> **Work to complete**:
• A. From the filing excerpt, list every land-related activity the Company is said to have carried out for over 25 years.
• B. According to the filing excerpt, how much did the Company record in asset impairment losses in fiscal year 1997?
• C. Copy the stretch of the filing excerpt from "The Company has observed" through "the Company's business.", swapping "price reductions" for "discounts".

Start of Selected passage

Although the Company has been holding, entitling, developing, marketing
and selling land for over 25 years, its homebuilding operations began only in
late 1993, after which time it became the principal focus of its activities
with total closings of 673 home sales (includes home sales by the Iao
Partners joint venture with SHI) through June 30, 1998. As a result of
establishing its homebuilding line of business, the Company's cost of
property sales as a percentage of property sales increased substantially over
that period and therefore its gross profit declined as compared to periods
prior to the commencement of home building activities. With further increases
in costs and declines in sales prices in the first quarter of fiscal year
1999, the Company's gross profit was negative. Two changes in the Company's
operations implemented in fiscal year 1998--a change in focus to parcel and
lot sales rather than home sales, and a change to act as its own general
contractor in building homes--are expected to have a significant effect on
its future results. As a result of these changes, and as a result of the
effects of required accounting adjustments, the Company's historical
financial performance is not likely to be a meaningful indicator of future
results.
During the fourth quarter of fiscal year 1996, the Company adopted
Statement of Financial Accounting Standards ("SFAS") No. 121, "Accounting
for the Impairment of Long-Lived Assets and for Long-Lived Assets to be
Disposed Of." Application of SFAS No.121 required the recording of asset
impairment losses of approximately $3.5 million in fiscal year 1997 and
approximately $1.3 million in fiscal year 1996. There can be no assurance
that asset impairment losses will not be required to be recorded in future
periods, with a concomitant adverse effect on the Company's results of
operations.
The Company has observed a reduction in the price and rate of new home
sales since 1993, which the Company believes to be the result of increases in
Hawaii unemployment rates and a general lack of confidence in the Hawaii
economy by prospective home buyers. These conditions have increased
competition for homebuyers among Hawaii's homebuilders. In response to
prevailing market conditions, the Company has provided, and may provide in
the future, certain price reductions and other sales incentives to encourage
buyer interest. As a result, the Company's gross margin as a percentage of
sales on residential homes has declined, and may decline in the future. A
continuation of the economic stagnation that Hawaii has experienced in the
last few years, or an economic downturn in Hawaii, would likely continue to
have a material adverse effect on the Company's business.

End of Selected passage
Start of Entries shown

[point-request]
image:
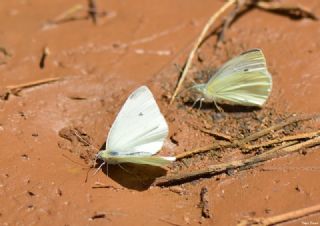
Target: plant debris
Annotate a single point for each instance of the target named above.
(204, 203)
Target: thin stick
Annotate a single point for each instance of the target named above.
(281, 218)
(212, 19)
(274, 128)
(67, 14)
(242, 143)
(238, 164)
(280, 140)
(33, 83)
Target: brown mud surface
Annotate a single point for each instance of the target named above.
(44, 165)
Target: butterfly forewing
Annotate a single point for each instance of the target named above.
(139, 127)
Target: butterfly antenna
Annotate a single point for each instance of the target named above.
(102, 164)
(196, 101)
(218, 107)
(83, 140)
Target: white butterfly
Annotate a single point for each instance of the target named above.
(243, 80)
(137, 133)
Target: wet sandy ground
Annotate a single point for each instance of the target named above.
(42, 175)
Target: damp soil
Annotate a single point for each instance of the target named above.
(49, 134)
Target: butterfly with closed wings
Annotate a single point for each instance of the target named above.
(137, 133)
(243, 80)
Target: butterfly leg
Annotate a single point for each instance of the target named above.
(102, 164)
(195, 102)
(218, 107)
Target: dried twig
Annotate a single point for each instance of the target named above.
(43, 58)
(204, 202)
(68, 14)
(242, 143)
(15, 89)
(238, 164)
(293, 11)
(248, 148)
(92, 10)
(280, 218)
(212, 19)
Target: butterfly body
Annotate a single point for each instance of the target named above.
(243, 80)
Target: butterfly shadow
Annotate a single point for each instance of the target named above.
(133, 176)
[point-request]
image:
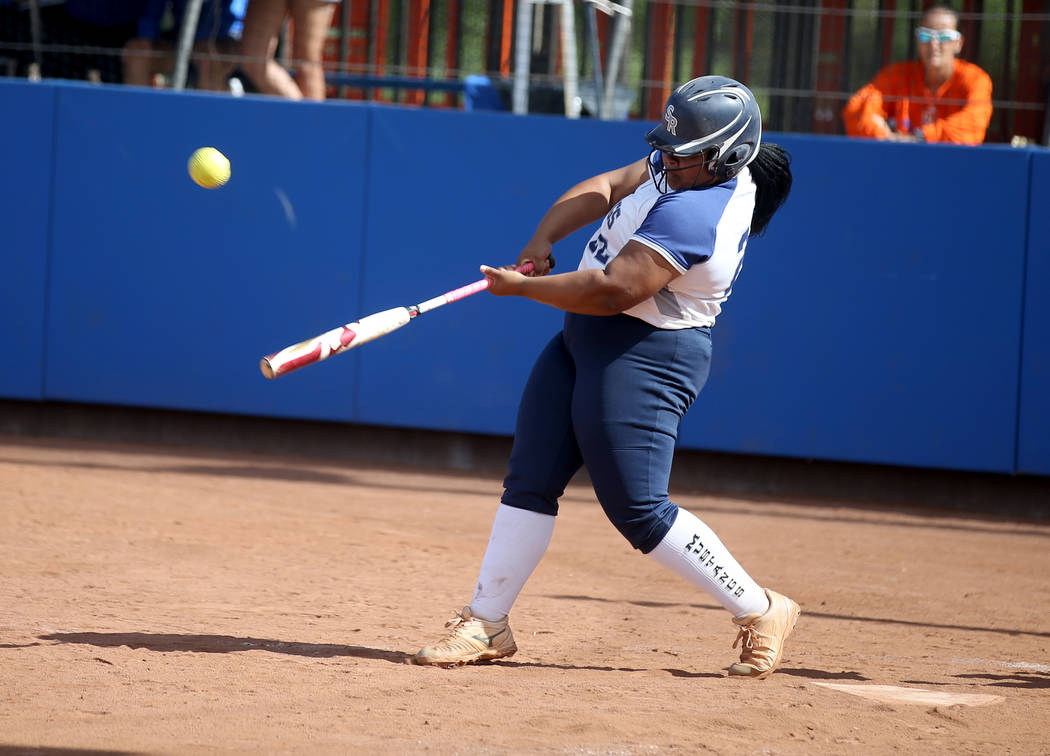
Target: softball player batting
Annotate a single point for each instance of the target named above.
(610, 390)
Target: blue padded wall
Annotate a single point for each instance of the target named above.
(1033, 434)
(878, 321)
(25, 154)
(166, 294)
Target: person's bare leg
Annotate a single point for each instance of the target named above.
(311, 20)
(138, 61)
(213, 65)
(258, 43)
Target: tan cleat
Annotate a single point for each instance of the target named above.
(763, 636)
(469, 639)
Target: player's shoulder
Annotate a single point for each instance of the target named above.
(695, 206)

End of Entries shown

> **Answers provided**:
• A. holding, entitling, developing, marketing, selling

• B. Approximately $3.5 million.

• C.
The Company has observed a reduction in the price and rate of new home
sales since 1993, which the Company believes to be the result of increases in
Hawaii unemployment rates and a general lack of confidence in the Hawaii
economy by prospective home buyers. These conditions have increased
competition for homebuyers among Hawaii's homebuilders. In response to
prevailing market conditions, the Company has provided, and may provide in
the future, certain discounts and other sales incentives to encourage
buyer interest. As a result, the Company's gross margin as a percentage of
sales on residential homes has declined, and may decline in the future. A
continuation of the economic stagnation that Hawaii has experienced in the
last few years, or an economic downturn in Hawaii, would likely continue to
have a material adverse effect on the Company's business.